Repeat the material exactly, leaving nothing out.

= Location identification items =
══════════════════════════════

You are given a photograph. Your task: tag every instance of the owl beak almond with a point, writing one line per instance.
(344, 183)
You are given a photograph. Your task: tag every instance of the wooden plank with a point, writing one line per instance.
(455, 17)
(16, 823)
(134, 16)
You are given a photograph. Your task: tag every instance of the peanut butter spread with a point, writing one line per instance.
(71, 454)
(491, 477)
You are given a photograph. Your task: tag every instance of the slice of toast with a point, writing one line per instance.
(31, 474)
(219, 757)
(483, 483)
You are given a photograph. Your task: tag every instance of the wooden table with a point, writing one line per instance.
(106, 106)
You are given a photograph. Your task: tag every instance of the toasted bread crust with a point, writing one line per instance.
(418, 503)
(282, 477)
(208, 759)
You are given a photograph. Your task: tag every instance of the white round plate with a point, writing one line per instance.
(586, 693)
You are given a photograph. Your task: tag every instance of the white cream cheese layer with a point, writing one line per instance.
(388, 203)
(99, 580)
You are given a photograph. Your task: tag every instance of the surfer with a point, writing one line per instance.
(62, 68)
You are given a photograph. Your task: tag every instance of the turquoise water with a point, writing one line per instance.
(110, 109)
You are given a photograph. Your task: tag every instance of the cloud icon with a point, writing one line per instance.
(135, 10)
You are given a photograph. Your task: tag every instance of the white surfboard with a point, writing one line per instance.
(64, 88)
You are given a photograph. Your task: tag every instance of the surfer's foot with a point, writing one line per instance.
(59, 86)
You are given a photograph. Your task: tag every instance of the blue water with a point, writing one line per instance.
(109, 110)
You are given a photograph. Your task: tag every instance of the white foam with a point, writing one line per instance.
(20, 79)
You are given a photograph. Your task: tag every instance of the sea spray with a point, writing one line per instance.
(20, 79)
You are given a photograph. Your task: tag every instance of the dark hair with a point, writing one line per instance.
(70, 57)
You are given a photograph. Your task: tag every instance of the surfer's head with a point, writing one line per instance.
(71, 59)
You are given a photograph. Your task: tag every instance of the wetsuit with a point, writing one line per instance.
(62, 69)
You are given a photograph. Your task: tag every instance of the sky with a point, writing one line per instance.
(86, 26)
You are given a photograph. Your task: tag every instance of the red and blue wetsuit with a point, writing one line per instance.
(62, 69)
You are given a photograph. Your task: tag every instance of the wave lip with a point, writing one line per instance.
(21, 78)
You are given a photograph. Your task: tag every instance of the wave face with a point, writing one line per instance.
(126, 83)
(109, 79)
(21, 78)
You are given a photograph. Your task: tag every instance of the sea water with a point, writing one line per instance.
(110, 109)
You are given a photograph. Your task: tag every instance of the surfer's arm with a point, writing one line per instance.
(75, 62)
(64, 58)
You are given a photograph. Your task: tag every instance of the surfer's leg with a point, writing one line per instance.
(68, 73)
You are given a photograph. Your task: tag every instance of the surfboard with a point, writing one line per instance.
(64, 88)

══════════════════════════════

= Response =
You are given a photograph. Your task: tag every instance of the owl beak almond with a point, writing one line per instance.
(344, 183)
You are given a photograph. Your task: tag every instance of the wooden plank with a point, writing one line per instance.
(455, 17)
(16, 823)
(134, 16)
You are given a photograph. Your task: tag every instance of the peanut butter spread with a point, writing one line per instance.
(71, 454)
(491, 477)
You are given a photograph. Your task: tag every instance of the slice of toast with a point, writing one line per instance.
(31, 474)
(219, 757)
(483, 483)
You are given a photograph. Your task: tag every instance of the wooden table with a point, writing one line per instance.
(106, 106)
You are given a photograph. Your task: tag every instance of the toasted bread crust with a point, writing one line per instance.
(418, 503)
(282, 477)
(208, 759)
You are given a photograph. Your task: tag every instance of the white round plate with a point, writing one line per instance.
(586, 693)
You are given a photograph. Your task: tag every instance of the white cream cheese layer with a point, writing one line per instance.
(388, 203)
(99, 580)
You are given a photograph. Your task: tag every instance of the surfer with a point, writing one line per instance.
(62, 68)
You are given a photograph. Your task: tag every instance of the turquoise water with a point, writing one line per instance.
(110, 109)
You are given a photograph. Your task: tag every instance of the cloud icon with a point, writing one line per instance.
(135, 10)
You are given a photograph. Your task: tag every instance of the white surfboard with a point, writing one line per instance.
(64, 88)
You are given a photograph. Your task: tag every instance of the surfer's foot with a point, writing one line per instance.
(59, 86)
You are given a photograph. Your task: tag every instance of the blue water with a point, writing one line per instance.
(109, 110)
You are given a photograph. Your task: tag every instance of the white foam with a point, writing one line per instance.
(20, 79)
You are given a photograph. Your task: tag every instance of the sea spray with a point, writing one line per instance.
(20, 79)
You are given a photograph. Your task: tag every instance of the dark hair with a point, writing one line per instance.
(70, 57)
You are given a photograph. Your task: tag every instance of the surfer's head with a point, writing one line per instance.
(71, 59)
You are given a photograph. Your task: tag every instance of the wetsuit with a point, writing one line per instance.
(62, 69)
You are given a photograph. Your task: tag every instance of the sky with a point, writing one line per instance.
(86, 26)
You are given a photograph. Your task: tag every instance of the red and blue wetsuit with a point, writing one line per instance.
(62, 69)
You are given a photograph. Your task: tag every instance of the wave lip with a point, writing one line per instance.
(21, 78)
You are given a photograph. Your task: tag every instance of the wave face with a point, writing one line per instance.
(126, 83)
(109, 79)
(21, 78)
You are given a photograph. Your task: tag every instance of the sea water with a point, writing one line per instance.
(110, 109)
You are given a photograph. Your task: tag every instance of the surfer's arm with a point, writing one line per instance.
(75, 62)
(64, 58)
You are given a photograph. Your task: tag every instance of the surfer's leg with a point, writing one line per instance.
(68, 73)
You are given a photograph. Your task: tag every instance of the surfboard with a point, writing one line per instance.
(64, 88)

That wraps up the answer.